Provided records

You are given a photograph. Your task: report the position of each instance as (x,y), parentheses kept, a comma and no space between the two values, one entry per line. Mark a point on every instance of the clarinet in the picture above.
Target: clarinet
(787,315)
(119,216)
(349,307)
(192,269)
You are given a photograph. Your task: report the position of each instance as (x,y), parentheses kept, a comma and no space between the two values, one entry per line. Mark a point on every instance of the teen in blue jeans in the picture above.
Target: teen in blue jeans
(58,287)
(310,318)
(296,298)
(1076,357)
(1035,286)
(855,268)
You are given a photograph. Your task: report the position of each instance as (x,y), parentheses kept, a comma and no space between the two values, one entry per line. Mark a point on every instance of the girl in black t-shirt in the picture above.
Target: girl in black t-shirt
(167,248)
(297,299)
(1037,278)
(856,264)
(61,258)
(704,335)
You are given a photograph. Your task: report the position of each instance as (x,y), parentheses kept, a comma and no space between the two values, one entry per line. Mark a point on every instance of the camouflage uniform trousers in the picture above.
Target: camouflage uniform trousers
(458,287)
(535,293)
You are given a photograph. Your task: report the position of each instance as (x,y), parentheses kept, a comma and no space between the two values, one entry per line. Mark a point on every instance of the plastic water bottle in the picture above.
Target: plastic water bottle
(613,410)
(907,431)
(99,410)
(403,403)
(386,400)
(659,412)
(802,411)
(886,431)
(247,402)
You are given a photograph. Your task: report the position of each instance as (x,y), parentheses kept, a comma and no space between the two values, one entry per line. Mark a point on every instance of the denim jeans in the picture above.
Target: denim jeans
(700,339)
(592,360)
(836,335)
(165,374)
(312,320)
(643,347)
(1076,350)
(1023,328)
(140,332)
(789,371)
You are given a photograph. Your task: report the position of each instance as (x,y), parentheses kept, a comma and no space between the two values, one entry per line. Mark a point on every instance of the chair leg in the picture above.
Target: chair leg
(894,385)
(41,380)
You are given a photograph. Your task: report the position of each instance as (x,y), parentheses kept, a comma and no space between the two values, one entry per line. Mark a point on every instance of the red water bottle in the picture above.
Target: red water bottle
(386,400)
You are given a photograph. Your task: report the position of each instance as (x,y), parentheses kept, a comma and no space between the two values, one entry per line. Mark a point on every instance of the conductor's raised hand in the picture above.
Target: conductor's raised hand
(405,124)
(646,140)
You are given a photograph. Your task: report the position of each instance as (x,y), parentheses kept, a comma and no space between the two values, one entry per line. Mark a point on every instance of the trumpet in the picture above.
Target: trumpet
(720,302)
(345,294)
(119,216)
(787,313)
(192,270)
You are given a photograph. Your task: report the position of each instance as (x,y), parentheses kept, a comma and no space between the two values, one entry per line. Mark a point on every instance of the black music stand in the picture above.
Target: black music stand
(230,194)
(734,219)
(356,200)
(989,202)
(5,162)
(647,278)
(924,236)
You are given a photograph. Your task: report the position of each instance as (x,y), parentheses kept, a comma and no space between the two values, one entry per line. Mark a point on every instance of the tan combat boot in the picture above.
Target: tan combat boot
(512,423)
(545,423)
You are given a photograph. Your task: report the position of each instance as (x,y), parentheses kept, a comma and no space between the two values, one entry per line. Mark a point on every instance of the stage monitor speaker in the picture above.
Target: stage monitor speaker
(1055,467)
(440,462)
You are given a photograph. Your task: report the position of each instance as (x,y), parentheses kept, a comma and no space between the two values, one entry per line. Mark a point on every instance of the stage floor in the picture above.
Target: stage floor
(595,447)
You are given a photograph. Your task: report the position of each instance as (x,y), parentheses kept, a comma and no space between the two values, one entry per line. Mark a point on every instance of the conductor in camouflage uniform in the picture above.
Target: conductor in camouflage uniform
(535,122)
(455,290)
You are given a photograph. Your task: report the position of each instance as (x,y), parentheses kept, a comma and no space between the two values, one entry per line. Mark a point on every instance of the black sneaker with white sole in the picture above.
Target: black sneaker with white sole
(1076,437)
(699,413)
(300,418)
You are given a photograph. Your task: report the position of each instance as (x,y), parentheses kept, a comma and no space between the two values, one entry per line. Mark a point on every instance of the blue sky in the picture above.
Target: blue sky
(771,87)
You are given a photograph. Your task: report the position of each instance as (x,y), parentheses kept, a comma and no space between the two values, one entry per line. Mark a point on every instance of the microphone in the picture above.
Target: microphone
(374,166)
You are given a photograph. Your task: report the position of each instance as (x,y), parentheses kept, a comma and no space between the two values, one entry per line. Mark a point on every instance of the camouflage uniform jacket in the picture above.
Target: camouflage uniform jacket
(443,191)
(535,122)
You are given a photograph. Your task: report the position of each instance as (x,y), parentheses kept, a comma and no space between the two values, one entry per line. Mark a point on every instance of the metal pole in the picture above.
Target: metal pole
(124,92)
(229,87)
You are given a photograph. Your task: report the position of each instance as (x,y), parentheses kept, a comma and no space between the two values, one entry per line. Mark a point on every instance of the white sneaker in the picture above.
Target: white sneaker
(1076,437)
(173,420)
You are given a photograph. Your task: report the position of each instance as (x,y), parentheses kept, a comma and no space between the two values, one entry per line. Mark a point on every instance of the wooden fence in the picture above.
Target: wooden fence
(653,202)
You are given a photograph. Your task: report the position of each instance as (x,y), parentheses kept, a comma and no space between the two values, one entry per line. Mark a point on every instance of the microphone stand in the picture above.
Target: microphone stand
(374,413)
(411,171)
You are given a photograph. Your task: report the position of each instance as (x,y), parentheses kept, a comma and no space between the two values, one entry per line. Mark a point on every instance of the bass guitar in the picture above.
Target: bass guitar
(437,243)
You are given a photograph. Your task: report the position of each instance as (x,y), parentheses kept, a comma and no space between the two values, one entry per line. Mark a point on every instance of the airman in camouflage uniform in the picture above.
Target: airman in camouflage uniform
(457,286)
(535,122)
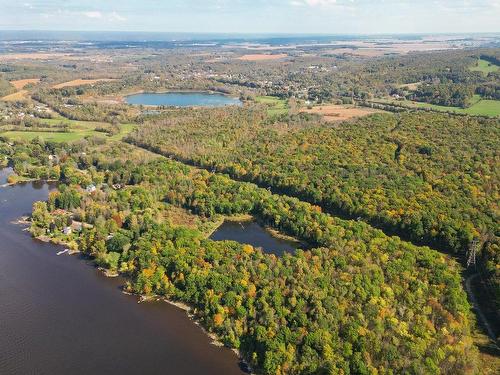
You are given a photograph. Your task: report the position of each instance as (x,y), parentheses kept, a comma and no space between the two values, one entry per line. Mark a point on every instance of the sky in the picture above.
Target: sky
(254,16)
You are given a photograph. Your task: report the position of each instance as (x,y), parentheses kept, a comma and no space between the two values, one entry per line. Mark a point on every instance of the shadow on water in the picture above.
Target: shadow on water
(252,233)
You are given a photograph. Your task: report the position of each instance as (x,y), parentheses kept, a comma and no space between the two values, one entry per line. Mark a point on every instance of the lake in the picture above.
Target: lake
(182,99)
(60,315)
(250,232)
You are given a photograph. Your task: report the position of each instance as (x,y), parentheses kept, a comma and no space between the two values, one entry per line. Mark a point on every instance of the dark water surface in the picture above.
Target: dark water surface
(250,232)
(59,315)
(182,99)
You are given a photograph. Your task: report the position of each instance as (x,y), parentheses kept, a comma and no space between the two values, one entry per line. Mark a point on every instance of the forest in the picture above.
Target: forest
(389,206)
(431,178)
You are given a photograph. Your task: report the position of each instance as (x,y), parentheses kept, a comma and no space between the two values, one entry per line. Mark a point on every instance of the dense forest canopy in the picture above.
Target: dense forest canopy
(344,306)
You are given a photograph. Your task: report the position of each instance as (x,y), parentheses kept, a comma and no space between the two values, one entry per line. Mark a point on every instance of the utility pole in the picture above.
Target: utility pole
(471,253)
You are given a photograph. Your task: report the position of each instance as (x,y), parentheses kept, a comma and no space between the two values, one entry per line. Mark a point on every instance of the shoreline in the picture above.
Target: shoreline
(141,298)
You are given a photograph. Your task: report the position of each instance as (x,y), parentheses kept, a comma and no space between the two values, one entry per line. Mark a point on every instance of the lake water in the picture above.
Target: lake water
(60,315)
(250,232)
(182,99)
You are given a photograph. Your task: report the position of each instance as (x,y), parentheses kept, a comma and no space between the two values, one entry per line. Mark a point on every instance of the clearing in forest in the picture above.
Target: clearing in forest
(262,57)
(80,82)
(485,67)
(22,83)
(15,97)
(332,112)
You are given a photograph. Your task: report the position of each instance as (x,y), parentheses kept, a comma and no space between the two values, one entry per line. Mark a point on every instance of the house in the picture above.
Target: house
(91,188)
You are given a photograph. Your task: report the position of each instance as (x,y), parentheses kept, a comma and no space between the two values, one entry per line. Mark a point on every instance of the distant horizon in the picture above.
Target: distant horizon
(351,17)
(105,35)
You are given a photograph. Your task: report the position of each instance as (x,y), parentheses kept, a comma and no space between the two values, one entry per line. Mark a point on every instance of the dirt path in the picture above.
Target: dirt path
(475,304)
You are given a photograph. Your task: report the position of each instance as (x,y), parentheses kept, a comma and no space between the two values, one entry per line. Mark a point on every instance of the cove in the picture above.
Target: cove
(60,315)
(182,99)
(251,233)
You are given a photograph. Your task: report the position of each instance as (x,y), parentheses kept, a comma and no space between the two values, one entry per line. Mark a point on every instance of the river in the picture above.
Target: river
(60,315)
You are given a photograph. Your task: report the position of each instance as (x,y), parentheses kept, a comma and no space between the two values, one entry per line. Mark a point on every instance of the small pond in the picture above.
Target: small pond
(250,232)
(182,99)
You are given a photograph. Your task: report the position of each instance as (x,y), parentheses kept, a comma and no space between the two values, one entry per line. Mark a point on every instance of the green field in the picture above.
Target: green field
(276,106)
(481,107)
(485,67)
(78,130)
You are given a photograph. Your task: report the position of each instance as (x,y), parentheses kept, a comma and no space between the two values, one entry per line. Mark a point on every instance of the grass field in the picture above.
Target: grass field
(276,106)
(78,130)
(481,107)
(485,67)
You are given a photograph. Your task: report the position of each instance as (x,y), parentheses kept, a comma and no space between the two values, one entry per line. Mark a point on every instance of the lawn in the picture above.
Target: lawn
(481,107)
(485,67)
(276,106)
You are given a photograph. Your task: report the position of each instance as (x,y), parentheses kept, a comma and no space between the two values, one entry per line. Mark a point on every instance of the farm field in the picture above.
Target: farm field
(17,96)
(22,83)
(485,67)
(262,57)
(276,106)
(332,112)
(482,107)
(80,82)
(78,130)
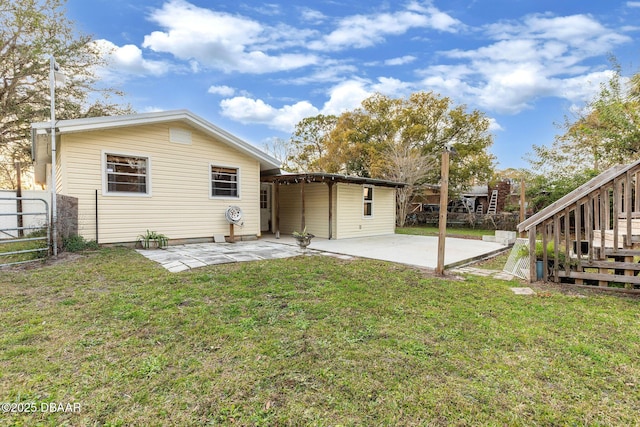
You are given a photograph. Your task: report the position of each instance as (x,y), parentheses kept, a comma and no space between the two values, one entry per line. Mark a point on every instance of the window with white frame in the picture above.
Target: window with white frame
(224,181)
(367,198)
(127,174)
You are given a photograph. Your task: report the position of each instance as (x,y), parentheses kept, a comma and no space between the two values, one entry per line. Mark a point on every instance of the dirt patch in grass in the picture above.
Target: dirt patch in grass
(61,258)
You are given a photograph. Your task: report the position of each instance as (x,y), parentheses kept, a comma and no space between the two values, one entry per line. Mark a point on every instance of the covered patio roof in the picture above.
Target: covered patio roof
(289,178)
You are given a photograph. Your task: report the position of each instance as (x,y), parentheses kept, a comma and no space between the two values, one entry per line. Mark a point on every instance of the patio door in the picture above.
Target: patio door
(265,207)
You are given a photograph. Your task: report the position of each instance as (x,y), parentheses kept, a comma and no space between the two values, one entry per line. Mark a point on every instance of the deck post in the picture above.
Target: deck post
(532,253)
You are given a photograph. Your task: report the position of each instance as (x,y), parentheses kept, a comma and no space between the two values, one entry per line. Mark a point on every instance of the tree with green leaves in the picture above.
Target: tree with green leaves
(606,133)
(399,139)
(31,31)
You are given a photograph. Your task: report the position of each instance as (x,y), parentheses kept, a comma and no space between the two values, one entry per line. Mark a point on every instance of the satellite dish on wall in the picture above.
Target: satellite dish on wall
(234,215)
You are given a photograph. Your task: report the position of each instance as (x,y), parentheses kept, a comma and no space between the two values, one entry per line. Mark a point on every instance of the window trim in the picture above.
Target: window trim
(105,184)
(238,181)
(365,202)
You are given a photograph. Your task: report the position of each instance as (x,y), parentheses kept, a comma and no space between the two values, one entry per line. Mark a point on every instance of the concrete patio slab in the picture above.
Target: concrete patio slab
(418,251)
(421,251)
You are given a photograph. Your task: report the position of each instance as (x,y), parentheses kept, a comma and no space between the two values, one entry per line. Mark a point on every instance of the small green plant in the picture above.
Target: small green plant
(77,243)
(153,238)
(302,234)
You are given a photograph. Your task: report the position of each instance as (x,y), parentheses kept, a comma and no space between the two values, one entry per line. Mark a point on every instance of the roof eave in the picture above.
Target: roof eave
(110,122)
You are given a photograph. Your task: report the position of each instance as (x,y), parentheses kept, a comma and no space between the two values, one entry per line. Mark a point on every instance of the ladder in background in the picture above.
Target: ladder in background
(493,203)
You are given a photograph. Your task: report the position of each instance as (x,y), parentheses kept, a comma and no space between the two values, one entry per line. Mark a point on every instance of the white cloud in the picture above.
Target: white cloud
(256,111)
(222,90)
(402,60)
(312,16)
(540,56)
(360,31)
(494,126)
(128,59)
(223,41)
(346,96)
(392,87)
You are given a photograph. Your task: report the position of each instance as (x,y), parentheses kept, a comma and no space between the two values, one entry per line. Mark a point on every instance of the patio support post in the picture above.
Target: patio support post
(303,225)
(277,202)
(330,184)
(442,220)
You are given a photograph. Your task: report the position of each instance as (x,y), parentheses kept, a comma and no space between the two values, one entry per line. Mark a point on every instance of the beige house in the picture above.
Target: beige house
(177,174)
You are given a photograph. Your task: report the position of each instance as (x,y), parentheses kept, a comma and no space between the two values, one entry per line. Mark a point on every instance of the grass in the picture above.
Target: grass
(309,341)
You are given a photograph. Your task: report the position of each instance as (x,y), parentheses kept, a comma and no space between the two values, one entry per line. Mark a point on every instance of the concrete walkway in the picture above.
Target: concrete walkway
(420,251)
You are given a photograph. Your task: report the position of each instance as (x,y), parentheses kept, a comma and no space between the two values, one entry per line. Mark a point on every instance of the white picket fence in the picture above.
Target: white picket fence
(33,210)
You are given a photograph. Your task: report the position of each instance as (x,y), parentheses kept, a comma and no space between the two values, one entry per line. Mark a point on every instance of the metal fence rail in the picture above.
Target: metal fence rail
(25,243)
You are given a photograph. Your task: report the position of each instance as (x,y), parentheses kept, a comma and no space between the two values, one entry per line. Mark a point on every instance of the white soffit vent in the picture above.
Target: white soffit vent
(180,136)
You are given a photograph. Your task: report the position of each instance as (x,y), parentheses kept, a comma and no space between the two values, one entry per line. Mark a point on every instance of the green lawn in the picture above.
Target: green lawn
(309,341)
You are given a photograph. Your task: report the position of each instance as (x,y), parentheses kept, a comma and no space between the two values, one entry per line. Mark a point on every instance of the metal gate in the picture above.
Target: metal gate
(24,230)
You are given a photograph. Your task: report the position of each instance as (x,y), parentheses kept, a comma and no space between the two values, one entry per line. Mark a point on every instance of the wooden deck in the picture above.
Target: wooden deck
(592,235)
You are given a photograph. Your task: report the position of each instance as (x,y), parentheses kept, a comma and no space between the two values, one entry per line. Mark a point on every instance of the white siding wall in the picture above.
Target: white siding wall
(179,205)
(350,218)
(316,208)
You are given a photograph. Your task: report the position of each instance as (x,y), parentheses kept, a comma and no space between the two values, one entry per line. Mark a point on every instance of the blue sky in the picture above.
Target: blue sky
(257,68)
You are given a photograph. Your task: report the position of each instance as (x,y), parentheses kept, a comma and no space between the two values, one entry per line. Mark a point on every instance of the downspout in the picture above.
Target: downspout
(96,216)
(330,184)
(303,224)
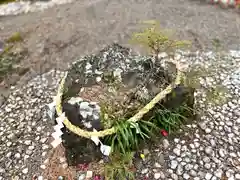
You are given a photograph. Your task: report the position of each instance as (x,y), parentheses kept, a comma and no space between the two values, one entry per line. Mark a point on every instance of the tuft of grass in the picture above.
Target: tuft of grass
(157,40)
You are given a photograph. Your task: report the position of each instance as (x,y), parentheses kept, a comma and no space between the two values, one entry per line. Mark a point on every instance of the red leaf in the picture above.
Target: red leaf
(164,132)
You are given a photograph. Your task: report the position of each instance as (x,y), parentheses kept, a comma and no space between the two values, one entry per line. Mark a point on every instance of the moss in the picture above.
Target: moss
(157,40)
(16,37)
(6,1)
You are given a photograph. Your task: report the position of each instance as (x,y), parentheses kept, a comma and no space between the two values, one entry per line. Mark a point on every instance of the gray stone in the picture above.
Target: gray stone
(208,150)
(222,152)
(186,176)
(25,171)
(218,173)
(179,170)
(177,151)
(174,164)
(157,175)
(144,171)
(208,176)
(165,143)
(174,176)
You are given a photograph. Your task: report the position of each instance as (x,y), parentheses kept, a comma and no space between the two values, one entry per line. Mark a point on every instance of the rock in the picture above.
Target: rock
(82,177)
(174,176)
(202,125)
(157,175)
(186,176)
(179,170)
(43,166)
(218,173)
(208,150)
(157,165)
(165,143)
(208,176)
(40,178)
(17,156)
(208,130)
(144,171)
(65,165)
(174,164)
(222,152)
(25,171)
(177,151)
(237,176)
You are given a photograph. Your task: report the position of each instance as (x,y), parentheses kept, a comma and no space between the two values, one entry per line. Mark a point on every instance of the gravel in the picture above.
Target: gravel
(209,148)
(195,153)
(25,128)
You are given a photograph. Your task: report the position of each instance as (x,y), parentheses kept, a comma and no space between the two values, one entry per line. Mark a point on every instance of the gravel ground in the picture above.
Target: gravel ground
(58,35)
(206,149)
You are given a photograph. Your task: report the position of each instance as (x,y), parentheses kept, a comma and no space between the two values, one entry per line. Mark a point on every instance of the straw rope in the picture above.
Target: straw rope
(87,134)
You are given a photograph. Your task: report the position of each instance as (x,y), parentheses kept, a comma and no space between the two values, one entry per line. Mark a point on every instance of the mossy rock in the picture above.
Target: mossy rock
(121,84)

Try it
Beginning at the line that contains "Target: gray stone" and ending at the last line above, copy each line without any change.

Answer to the exercise
Target: gray stone
(208,150)
(222,152)
(186,176)
(25,171)
(218,173)
(179,170)
(177,151)
(174,164)
(157,175)
(144,171)
(208,176)
(165,143)
(174,176)
You are given a photograph. Your task: report the position of each instance as (x,y), parentheses kept, a comma and no space between the two values, one entry per line. Mark a point on every instance of the rock in the picture above.
Target: rock
(82,177)
(174,176)
(202,125)
(157,175)
(186,176)
(179,170)
(43,166)
(218,173)
(208,150)
(157,165)
(165,143)
(208,176)
(40,178)
(17,156)
(208,130)
(144,171)
(65,165)
(174,164)
(222,152)
(25,171)
(177,151)
(237,176)
You are given a photograph. Your task: report the position of each instance as (x,y), parentheses kept, a comma and no space between the two values, one entry per line. Mark a point on every instance of the gravel in the picture above.
Target: gravel
(209,148)
(195,153)
(25,128)
You are given a photograph. Your task: report the position of each instance as (x,y), parentheses kept, a comma and no space between the two values, one entry per line. Mark a point on every instance of the gravel ground in the picture above.
Target: gravel ground
(58,35)
(206,149)
You are given a photograph. Your task: report the position of each instance as (x,y), parentheses kept, a comma and no space between the two values, one entry per line. Mark a point on every instance of the straw rope in the picture above.
Target: straw rope
(87,134)
You are given a photograph. Your task: report the position of each instance as (x,y), parentheses kept, a comma and no space between the two values, one entry per line. Mark a point on every instance of the mossy rock in the picture above.
Target: mossy rock
(121,84)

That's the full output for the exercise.